Goal - Report every line of the data below that contains the string "magnifying".

Extracted material -
********

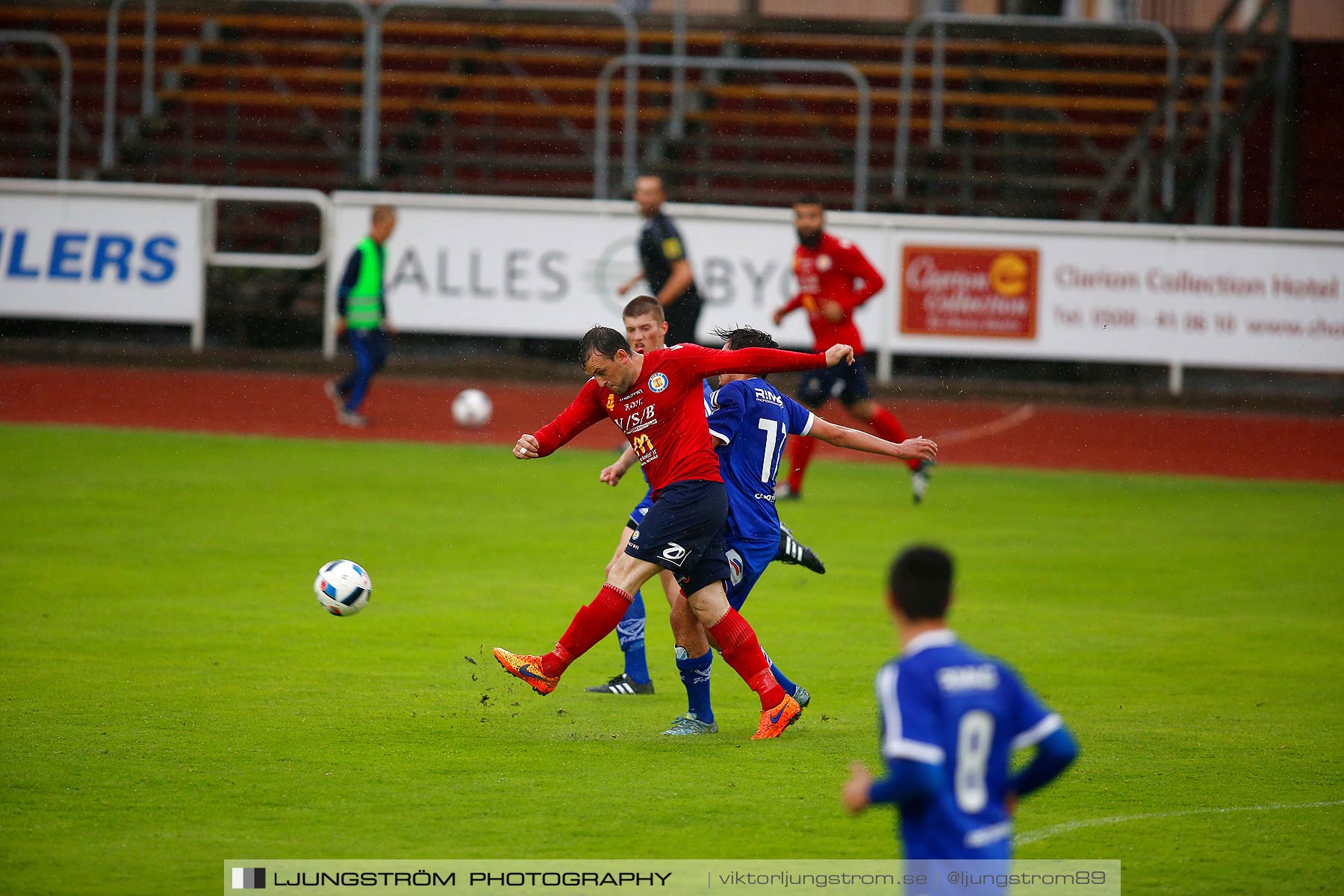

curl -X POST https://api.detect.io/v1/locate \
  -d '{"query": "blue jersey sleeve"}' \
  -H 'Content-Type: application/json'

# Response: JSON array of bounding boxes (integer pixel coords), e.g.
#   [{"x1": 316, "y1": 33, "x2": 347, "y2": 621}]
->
[
  {"x1": 709, "y1": 380, "x2": 747, "y2": 445},
  {"x1": 1000, "y1": 666, "x2": 1065, "y2": 750},
  {"x1": 780, "y1": 395, "x2": 817, "y2": 435},
  {"x1": 877, "y1": 662, "x2": 946, "y2": 765}
]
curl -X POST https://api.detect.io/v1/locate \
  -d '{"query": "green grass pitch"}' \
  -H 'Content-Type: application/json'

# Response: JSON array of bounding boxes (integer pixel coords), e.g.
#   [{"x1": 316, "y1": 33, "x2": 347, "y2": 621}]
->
[{"x1": 0, "y1": 426, "x2": 1344, "y2": 895}]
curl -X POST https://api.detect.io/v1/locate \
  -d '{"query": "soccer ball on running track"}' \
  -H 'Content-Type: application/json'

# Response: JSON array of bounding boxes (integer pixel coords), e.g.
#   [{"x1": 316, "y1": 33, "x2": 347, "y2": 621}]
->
[{"x1": 453, "y1": 388, "x2": 494, "y2": 430}]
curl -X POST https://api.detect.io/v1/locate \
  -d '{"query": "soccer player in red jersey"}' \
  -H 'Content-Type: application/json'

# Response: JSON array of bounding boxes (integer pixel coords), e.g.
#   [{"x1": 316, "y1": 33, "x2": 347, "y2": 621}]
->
[
  {"x1": 774, "y1": 196, "x2": 931, "y2": 504},
  {"x1": 494, "y1": 318, "x2": 853, "y2": 740}
]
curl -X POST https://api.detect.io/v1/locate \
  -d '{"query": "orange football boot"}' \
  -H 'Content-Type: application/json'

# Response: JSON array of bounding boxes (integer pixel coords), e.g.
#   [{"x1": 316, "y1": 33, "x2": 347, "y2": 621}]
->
[
  {"x1": 494, "y1": 647, "x2": 559, "y2": 698},
  {"x1": 751, "y1": 694, "x2": 803, "y2": 740}
]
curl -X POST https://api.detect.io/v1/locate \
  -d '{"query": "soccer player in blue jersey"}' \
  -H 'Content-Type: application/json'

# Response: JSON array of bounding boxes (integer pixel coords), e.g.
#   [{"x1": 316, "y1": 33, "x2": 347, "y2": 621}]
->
[
  {"x1": 586, "y1": 296, "x2": 827, "y2": 694},
  {"x1": 843, "y1": 545, "x2": 1078, "y2": 886},
  {"x1": 662, "y1": 326, "x2": 938, "y2": 736}
]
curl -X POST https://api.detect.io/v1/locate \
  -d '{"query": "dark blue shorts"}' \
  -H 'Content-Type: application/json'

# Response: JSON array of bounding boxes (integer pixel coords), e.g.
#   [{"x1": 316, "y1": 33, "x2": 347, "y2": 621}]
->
[
  {"x1": 625, "y1": 489, "x2": 653, "y2": 529},
  {"x1": 798, "y1": 358, "x2": 870, "y2": 410},
  {"x1": 625, "y1": 479, "x2": 731, "y2": 597},
  {"x1": 723, "y1": 538, "x2": 780, "y2": 610}
]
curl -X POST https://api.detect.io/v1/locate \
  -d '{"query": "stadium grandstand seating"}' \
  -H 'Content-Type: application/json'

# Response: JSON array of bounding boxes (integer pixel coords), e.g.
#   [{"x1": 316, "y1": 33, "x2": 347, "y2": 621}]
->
[{"x1": 0, "y1": 3, "x2": 1267, "y2": 219}]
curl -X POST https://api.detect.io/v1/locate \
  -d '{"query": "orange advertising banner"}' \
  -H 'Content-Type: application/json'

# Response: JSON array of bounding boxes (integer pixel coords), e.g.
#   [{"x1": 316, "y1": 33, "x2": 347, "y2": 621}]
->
[{"x1": 900, "y1": 246, "x2": 1040, "y2": 338}]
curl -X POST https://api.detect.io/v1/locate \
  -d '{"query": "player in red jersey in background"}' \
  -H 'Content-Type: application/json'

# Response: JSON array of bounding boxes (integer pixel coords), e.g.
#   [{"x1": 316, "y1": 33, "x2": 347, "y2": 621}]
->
[
  {"x1": 774, "y1": 196, "x2": 933, "y2": 504},
  {"x1": 494, "y1": 318, "x2": 853, "y2": 740}
]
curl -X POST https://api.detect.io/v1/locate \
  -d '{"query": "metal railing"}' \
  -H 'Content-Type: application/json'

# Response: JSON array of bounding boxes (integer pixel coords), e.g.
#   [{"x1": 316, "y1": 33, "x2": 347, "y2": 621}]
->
[
  {"x1": 360, "y1": 0, "x2": 640, "y2": 181},
  {"x1": 593, "y1": 55, "x2": 872, "y2": 211},
  {"x1": 891, "y1": 12, "x2": 1177, "y2": 208},
  {"x1": 98, "y1": 0, "x2": 373, "y2": 170},
  {"x1": 0, "y1": 31, "x2": 72, "y2": 180}
]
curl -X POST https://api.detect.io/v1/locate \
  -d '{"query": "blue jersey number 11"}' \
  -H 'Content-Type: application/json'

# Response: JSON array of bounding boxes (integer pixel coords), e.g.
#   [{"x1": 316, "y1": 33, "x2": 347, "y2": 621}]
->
[{"x1": 756, "y1": 420, "x2": 789, "y2": 485}]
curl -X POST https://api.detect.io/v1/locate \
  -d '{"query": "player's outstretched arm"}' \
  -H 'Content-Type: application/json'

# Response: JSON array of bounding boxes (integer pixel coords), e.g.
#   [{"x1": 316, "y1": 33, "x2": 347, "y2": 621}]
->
[
  {"x1": 1008, "y1": 727, "x2": 1078, "y2": 797},
  {"x1": 808, "y1": 417, "x2": 938, "y2": 461},
  {"x1": 514, "y1": 432, "x2": 541, "y2": 461},
  {"x1": 597, "y1": 447, "x2": 640, "y2": 488},
  {"x1": 676, "y1": 345, "x2": 853, "y2": 378},
  {"x1": 827, "y1": 343, "x2": 853, "y2": 367},
  {"x1": 524, "y1": 380, "x2": 606, "y2": 461}
]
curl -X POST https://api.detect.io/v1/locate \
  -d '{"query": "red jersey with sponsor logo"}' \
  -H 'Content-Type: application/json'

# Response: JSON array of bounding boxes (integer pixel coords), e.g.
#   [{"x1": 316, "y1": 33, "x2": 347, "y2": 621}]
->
[
  {"x1": 536, "y1": 345, "x2": 827, "y2": 498},
  {"x1": 783, "y1": 231, "x2": 883, "y2": 355}
]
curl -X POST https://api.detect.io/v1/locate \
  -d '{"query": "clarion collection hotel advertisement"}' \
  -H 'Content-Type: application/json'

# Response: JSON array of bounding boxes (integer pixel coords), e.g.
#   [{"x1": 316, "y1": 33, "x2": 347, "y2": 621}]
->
[{"x1": 328, "y1": 193, "x2": 1344, "y2": 371}]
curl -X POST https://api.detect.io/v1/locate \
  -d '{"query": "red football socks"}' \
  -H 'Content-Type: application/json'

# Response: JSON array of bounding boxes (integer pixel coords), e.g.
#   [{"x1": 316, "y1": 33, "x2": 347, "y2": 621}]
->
[
  {"x1": 709, "y1": 607, "x2": 785, "y2": 709},
  {"x1": 789, "y1": 438, "x2": 817, "y2": 494},
  {"x1": 868, "y1": 407, "x2": 919, "y2": 470},
  {"x1": 541, "y1": 585, "x2": 630, "y2": 676}
]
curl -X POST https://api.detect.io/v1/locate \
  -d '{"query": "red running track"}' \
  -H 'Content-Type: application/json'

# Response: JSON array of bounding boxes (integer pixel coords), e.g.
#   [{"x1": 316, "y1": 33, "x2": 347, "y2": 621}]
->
[{"x1": 0, "y1": 364, "x2": 1344, "y2": 482}]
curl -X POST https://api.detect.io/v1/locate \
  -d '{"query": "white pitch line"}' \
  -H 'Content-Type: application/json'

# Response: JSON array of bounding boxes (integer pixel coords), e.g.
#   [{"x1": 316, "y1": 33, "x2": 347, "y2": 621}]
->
[
  {"x1": 1013, "y1": 799, "x2": 1344, "y2": 846},
  {"x1": 933, "y1": 405, "x2": 1036, "y2": 446}
]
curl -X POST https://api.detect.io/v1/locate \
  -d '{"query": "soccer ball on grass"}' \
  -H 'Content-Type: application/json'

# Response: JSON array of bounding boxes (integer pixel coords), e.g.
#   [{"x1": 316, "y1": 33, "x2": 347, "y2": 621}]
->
[{"x1": 313, "y1": 560, "x2": 373, "y2": 617}]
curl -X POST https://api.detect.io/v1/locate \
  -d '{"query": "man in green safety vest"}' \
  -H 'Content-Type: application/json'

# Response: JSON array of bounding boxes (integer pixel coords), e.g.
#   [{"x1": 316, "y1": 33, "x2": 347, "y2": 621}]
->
[{"x1": 326, "y1": 205, "x2": 396, "y2": 427}]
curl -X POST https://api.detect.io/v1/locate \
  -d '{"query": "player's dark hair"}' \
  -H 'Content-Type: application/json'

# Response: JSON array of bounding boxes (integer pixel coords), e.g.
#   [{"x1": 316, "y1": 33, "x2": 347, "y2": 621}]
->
[
  {"x1": 890, "y1": 544, "x2": 953, "y2": 619},
  {"x1": 714, "y1": 326, "x2": 780, "y2": 352},
  {"x1": 579, "y1": 326, "x2": 635, "y2": 365},
  {"x1": 714, "y1": 326, "x2": 780, "y2": 380},
  {"x1": 621, "y1": 296, "x2": 667, "y2": 324}
]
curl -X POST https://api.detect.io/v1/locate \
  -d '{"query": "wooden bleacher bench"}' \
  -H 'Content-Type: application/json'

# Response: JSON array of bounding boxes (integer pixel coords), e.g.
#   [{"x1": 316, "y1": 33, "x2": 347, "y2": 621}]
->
[{"x1": 158, "y1": 89, "x2": 1198, "y2": 137}]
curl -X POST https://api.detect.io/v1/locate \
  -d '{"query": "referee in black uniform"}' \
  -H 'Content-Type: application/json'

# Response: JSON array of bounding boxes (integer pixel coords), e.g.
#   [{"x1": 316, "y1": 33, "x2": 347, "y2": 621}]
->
[{"x1": 615, "y1": 175, "x2": 700, "y2": 345}]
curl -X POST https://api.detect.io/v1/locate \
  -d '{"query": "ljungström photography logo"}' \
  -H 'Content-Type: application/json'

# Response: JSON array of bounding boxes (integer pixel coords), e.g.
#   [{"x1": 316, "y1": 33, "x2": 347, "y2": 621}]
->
[{"x1": 234, "y1": 868, "x2": 266, "y2": 889}]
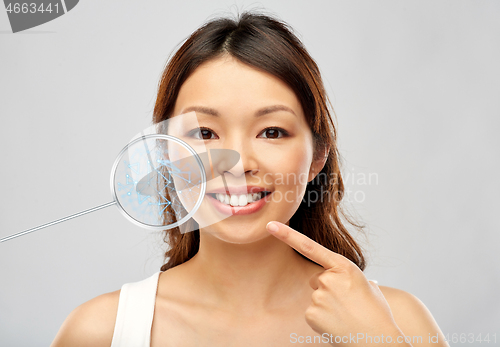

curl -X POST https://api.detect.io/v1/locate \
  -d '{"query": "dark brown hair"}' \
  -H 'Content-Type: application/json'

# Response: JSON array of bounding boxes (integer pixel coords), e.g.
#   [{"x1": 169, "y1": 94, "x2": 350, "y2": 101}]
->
[{"x1": 153, "y1": 12, "x2": 366, "y2": 271}]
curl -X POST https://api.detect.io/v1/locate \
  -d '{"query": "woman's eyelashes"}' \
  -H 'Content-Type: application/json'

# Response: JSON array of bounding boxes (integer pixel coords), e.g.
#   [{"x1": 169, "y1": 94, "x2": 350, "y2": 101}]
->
[{"x1": 189, "y1": 127, "x2": 290, "y2": 140}]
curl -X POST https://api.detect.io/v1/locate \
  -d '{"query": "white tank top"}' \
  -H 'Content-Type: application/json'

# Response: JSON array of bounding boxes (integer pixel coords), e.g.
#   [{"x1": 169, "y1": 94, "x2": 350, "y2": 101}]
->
[
  {"x1": 111, "y1": 271, "x2": 377, "y2": 347},
  {"x1": 111, "y1": 271, "x2": 160, "y2": 347}
]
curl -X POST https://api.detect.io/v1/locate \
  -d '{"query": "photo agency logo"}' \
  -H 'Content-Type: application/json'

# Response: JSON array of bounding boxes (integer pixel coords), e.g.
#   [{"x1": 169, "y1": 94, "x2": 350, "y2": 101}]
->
[{"x1": 3, "y1": 0, "x2": 78, "y2": 33}]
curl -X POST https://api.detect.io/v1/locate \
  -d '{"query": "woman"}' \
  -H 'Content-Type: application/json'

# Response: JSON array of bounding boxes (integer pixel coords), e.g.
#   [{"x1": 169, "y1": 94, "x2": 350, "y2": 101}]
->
[{"x1": 52, "y1": 13, "x2": 447, "y2": 347}]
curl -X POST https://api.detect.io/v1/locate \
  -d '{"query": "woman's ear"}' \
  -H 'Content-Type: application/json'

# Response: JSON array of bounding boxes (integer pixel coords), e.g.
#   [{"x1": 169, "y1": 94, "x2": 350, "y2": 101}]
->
[{"x1": 307, "y1": 145, "x2": 330, "y2": 182}]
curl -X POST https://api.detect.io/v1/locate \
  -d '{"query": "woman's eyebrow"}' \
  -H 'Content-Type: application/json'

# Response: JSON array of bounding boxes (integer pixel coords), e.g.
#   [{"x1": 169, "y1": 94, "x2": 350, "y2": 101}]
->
[{"x1": 181, "y1": 105, "x2": 297, "y2": 117}]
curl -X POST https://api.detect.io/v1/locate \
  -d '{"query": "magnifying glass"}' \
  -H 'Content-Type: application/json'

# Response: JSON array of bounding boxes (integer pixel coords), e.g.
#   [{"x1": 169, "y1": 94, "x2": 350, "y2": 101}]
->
[{"x1": 0, "y1": 113, "x2": 244, "y2": 243}]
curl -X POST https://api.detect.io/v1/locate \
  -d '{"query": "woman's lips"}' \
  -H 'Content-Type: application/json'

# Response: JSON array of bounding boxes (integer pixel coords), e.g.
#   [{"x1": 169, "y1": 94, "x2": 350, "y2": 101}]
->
[{"x1": 207, "y1": 193, "x2": 272, "y2": 216}]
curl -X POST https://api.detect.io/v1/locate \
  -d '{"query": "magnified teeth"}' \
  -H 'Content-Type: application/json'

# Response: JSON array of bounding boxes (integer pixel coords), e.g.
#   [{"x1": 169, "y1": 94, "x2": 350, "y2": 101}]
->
[{"x1": 215, "y1": 193, "x2": 263, "y2": 206}]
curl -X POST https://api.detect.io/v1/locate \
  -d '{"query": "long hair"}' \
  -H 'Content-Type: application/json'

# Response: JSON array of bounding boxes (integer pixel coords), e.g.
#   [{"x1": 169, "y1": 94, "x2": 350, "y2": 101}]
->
[{"x1": 153, "y1": 12, "x2": 366, "y2": 271}]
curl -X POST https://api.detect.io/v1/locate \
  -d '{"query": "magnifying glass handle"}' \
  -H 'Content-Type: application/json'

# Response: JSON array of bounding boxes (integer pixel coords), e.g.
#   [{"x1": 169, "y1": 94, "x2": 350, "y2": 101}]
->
[{"x1": 0, "y1": 201, "x2": 116, "y2": 243}]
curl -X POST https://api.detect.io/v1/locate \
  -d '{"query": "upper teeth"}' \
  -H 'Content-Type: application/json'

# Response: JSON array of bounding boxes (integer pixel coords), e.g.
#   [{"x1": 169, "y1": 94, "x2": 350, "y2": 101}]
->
[{"x1": 215, "y1": 193, "x2": 262, "y2": 206}]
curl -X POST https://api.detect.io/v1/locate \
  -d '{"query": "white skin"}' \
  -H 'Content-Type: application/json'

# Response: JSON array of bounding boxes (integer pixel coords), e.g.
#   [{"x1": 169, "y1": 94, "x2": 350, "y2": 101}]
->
[{"x1": 49, "y1": 56, "x2": 447, "y2": 347}]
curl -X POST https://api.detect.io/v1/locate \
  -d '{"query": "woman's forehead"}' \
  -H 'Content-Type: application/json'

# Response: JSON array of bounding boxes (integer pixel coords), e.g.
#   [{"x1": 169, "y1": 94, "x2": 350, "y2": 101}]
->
[{"x1": 175, "y1": 56, "x2": 302, "y2": 116}]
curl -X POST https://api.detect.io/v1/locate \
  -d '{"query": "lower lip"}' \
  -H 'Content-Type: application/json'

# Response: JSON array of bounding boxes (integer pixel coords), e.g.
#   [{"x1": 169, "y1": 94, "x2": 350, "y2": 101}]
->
[{"x1": 207, "y1": 193, "x2": 272, "y2": 216}]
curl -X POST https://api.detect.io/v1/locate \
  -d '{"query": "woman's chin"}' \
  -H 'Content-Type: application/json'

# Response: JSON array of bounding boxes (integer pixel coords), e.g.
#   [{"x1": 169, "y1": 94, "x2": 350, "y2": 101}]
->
[{"x1": 200, "y1": 225, "x2": 270, "y2": 244}]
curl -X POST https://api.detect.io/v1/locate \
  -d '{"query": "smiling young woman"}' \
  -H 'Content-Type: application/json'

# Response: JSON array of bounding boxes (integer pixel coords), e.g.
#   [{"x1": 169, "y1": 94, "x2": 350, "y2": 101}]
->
[{"x1": 52, "y1": 13, "x2": 447, "y2": 347}]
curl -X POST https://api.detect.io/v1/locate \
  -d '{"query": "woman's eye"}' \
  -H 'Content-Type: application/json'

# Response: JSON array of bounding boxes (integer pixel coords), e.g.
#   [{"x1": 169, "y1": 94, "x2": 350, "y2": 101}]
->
[
  {"x1": 261, "y1": 128, "x2": 288, "y2": 139},
  {"x1": 191, "y1": 128, "x2": 215, "y2": 140}
]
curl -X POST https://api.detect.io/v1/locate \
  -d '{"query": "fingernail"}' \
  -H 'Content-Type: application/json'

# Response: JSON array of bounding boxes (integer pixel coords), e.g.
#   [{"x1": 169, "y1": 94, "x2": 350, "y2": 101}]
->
[{"x1": 266, "y1": 222, "x2": 279, "y2": 233}]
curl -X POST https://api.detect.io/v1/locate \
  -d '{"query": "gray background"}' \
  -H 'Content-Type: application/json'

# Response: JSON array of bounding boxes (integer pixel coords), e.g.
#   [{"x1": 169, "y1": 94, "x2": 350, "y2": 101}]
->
[{"x1": 0, "y1": 0, "x2": 500, "y2": 346}]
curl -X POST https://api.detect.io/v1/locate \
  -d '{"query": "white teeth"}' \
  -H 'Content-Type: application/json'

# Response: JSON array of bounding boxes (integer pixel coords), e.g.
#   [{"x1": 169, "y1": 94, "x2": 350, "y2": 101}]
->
[
  {"x1": 237, "y1": 194, "x2": 247, "y2": 206},
  {"x1": 215, "y1": 193, "x2": 262, "y2": 207},
  {"x1": 229, "y1": 195, "x2": 240, "y2": 206}
]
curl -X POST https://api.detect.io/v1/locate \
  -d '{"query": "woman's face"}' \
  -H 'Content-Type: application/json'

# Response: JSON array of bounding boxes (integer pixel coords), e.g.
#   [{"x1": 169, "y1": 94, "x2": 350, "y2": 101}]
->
[{"x1": 173, "y1": 55, "x2": 320, "y2": 243}]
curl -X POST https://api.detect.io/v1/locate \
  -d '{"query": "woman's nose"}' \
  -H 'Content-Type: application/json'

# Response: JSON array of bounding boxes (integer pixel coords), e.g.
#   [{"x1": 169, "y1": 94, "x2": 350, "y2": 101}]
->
[{"x1": 218, "y1": 139, "x2": 259, "y2": 177}]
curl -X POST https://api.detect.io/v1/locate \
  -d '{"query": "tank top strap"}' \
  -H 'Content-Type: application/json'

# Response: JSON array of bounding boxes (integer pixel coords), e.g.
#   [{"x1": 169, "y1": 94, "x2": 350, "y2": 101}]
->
[{"x1": 111, "y1": 271, "x2": 160, "y2": 347}]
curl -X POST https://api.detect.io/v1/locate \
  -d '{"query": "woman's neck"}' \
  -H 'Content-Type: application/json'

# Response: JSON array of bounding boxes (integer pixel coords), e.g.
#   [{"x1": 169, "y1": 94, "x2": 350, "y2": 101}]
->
[{"x1": 183, "y1": 232, "x2": 320, "y2": 314}]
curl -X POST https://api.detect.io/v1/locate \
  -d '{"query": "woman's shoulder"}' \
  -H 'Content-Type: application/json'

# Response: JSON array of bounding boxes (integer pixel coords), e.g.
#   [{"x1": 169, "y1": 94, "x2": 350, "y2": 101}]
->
[
  {"x1": 51, "y1": 290, "x2": 120, "y2": 347},
  {"x1": 378, "y1": 285, "x2": 442, "y2": 338}
]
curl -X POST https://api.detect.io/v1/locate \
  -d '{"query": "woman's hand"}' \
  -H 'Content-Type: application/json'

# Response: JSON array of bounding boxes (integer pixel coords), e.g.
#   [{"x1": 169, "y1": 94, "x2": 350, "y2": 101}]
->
[{"x1": 267, "y1": 221, "x2": 409, "y2": 346}]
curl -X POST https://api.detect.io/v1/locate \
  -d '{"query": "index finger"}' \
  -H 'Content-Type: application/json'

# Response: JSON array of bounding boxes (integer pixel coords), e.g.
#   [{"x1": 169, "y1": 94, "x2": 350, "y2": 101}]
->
[{"x1": 266, "y1": 221, "x2": 346, "y2": 270}]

********

Solution for this problem -
  -d '{"query": "magnifying glass"}' \
  -d '{"query": "magnifying glass handle"}' \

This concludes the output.